┌─ Task data

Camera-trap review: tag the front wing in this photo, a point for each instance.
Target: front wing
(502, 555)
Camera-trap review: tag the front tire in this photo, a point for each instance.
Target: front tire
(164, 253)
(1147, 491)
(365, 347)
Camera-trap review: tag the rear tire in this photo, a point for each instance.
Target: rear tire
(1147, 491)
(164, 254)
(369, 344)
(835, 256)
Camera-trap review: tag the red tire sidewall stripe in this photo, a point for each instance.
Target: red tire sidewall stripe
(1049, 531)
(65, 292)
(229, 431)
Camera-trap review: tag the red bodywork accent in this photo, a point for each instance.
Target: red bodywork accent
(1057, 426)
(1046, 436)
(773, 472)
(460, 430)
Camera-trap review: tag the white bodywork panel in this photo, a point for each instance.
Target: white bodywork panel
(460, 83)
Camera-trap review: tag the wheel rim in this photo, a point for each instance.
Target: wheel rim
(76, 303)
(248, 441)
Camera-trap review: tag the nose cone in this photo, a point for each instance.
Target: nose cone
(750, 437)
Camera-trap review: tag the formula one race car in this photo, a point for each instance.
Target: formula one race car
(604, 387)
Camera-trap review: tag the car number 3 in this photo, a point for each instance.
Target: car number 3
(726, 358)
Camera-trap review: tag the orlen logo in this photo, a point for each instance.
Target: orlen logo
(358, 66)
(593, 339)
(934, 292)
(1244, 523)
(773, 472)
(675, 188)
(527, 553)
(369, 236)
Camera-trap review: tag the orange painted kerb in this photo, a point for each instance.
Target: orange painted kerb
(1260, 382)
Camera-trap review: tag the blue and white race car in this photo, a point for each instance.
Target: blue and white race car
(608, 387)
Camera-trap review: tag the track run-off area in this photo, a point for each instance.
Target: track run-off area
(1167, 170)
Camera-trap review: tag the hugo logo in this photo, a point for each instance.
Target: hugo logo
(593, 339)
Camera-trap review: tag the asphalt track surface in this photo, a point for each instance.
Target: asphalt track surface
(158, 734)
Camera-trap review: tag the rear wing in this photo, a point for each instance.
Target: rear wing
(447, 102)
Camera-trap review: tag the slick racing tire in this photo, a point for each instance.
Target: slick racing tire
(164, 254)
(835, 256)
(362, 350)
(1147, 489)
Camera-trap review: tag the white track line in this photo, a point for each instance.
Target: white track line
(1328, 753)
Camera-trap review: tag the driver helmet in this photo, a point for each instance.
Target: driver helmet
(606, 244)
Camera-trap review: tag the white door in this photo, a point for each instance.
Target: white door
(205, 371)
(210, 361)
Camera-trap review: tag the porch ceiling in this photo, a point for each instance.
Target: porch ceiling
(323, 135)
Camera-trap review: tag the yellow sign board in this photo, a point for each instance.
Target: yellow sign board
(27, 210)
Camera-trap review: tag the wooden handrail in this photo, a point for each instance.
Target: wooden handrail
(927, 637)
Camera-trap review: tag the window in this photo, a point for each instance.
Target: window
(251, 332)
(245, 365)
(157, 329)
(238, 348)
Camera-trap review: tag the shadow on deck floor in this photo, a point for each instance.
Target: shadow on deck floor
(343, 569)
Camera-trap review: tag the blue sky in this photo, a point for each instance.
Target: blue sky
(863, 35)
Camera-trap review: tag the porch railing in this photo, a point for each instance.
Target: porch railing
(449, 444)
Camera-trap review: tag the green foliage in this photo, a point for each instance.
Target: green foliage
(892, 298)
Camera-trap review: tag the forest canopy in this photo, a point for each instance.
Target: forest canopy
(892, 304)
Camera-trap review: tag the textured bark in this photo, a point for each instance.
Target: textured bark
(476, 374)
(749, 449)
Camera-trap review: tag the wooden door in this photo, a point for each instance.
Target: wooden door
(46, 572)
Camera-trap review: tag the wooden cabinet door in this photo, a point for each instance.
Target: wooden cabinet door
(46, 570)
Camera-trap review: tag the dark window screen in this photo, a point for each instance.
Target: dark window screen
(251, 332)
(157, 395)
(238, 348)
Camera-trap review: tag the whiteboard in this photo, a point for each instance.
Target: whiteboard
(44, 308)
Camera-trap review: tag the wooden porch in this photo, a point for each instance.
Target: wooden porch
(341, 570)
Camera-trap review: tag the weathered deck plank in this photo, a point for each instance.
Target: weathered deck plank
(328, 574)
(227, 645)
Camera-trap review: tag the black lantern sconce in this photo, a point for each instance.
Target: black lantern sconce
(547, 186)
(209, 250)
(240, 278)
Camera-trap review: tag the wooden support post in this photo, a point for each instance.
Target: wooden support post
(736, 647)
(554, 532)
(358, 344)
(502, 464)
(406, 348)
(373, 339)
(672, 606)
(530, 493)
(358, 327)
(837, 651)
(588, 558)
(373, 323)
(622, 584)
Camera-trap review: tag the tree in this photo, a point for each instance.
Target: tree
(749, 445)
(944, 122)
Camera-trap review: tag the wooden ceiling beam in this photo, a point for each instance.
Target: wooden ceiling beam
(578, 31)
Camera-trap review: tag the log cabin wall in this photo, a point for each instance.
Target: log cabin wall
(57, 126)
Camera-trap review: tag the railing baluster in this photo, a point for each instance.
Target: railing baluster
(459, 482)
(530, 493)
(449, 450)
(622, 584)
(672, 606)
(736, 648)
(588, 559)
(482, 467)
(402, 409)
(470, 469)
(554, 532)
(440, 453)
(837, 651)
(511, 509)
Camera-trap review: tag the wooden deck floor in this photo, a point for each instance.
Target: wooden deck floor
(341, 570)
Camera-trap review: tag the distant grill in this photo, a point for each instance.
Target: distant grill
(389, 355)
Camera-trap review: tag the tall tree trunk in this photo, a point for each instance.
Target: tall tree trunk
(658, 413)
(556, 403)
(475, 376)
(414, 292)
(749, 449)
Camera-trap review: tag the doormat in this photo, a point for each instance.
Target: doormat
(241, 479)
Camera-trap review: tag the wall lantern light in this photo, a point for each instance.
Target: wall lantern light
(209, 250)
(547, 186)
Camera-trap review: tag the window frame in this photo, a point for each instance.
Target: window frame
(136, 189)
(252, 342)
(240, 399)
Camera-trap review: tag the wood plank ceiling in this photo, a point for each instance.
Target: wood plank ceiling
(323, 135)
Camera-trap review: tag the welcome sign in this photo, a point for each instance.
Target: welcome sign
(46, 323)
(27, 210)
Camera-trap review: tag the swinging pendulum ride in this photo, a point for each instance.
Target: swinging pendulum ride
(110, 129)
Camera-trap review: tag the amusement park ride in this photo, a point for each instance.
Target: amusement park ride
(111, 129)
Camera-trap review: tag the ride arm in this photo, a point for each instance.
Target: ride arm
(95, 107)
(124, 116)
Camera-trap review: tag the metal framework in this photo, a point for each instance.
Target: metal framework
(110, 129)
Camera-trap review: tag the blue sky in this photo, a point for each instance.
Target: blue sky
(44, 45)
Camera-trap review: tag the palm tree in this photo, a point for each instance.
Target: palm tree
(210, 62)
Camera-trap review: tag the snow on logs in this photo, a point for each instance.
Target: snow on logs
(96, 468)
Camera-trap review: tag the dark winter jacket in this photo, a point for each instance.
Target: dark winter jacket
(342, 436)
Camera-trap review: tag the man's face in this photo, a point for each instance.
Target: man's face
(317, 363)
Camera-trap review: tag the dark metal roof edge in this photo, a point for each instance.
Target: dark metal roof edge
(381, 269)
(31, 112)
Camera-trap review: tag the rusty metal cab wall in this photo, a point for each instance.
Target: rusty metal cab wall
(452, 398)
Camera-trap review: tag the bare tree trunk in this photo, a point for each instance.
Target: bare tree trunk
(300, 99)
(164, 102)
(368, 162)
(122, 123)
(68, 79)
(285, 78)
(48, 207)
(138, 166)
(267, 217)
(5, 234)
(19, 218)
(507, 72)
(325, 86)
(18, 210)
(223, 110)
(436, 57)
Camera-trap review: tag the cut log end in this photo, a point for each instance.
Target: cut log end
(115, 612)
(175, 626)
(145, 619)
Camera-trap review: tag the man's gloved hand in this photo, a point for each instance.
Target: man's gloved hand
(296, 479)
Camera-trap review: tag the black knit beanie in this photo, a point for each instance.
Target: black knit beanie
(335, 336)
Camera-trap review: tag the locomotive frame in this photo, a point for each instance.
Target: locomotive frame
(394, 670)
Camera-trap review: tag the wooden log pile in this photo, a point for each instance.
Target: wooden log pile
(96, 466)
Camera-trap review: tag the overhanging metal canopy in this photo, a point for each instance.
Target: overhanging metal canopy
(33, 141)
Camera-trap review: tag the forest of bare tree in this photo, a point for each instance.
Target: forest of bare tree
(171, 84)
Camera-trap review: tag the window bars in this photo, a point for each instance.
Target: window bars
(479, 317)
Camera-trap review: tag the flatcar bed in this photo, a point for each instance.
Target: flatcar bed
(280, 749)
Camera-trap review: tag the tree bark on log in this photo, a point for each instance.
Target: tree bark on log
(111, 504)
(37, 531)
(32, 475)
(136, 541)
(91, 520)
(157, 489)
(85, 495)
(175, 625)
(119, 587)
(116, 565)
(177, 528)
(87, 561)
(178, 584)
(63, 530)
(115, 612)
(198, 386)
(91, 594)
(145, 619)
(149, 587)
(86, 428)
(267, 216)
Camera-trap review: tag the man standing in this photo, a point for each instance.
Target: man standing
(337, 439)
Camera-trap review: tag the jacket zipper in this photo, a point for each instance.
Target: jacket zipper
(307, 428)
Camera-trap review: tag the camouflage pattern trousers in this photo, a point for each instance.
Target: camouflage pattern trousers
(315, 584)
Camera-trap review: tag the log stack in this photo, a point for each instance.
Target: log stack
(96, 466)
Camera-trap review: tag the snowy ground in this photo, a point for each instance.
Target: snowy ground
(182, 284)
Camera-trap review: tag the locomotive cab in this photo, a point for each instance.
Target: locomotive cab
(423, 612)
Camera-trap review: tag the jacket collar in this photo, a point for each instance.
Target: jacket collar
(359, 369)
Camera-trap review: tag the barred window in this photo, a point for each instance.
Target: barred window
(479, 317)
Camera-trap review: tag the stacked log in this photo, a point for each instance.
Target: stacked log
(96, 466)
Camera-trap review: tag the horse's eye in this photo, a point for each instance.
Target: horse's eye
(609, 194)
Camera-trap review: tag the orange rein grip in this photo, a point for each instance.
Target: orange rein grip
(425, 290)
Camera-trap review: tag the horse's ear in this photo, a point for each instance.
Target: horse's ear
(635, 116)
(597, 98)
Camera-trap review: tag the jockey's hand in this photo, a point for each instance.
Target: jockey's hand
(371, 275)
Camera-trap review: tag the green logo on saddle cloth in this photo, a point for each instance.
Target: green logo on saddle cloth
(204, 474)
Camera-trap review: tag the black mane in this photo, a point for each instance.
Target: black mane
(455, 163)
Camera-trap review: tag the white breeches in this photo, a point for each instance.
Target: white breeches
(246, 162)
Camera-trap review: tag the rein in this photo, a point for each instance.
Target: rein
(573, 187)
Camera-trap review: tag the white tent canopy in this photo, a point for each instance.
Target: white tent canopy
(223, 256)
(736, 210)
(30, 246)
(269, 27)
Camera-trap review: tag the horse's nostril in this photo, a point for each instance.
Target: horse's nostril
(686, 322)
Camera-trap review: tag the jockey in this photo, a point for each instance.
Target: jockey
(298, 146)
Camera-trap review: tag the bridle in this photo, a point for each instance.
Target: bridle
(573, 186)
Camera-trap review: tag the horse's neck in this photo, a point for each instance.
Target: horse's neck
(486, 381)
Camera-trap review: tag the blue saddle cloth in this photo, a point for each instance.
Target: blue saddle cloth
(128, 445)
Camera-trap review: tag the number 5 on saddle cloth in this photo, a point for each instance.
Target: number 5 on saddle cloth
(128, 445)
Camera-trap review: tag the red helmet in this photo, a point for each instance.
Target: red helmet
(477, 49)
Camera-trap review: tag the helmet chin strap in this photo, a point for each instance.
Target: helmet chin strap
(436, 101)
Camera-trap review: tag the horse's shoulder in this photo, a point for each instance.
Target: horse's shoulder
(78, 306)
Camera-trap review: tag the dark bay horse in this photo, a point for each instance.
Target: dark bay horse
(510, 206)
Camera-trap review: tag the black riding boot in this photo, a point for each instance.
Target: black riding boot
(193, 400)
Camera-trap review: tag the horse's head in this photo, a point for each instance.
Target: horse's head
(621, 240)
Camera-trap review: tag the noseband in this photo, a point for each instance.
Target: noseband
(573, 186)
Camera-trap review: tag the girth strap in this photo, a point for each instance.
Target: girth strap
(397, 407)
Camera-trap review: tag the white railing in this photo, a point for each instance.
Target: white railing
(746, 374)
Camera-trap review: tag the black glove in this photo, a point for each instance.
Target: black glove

└─

:: About this task ::
Go through the listing above and write out exactly the lines starting with the one holding "Camera-trap review: tag the jacket zipper" and running through the one holding "Camera-trap review: tag the locomotive cab", ends included, and no others.

:: Result ::
Camera-trap review: tag the jacket zipper in this photo, a point for each instance.
Target: jacket zipper
(307, 428)
Camera-trap review: tag the camouflage pattern trousers in this photo, a point for each instance.
Target: camouflage pattern trousers
(315, 584)
Camera-trap review: tag the log stack in this photo, a point for each instance.
Target: log stack
(96, 466)
Camera-trap review: tag the snowy ground in this photo, a point for each instance.
Target: snowy ground
(182, 284)
Camera-trap review: tag the locomotive cab in this photo, a point for each instance.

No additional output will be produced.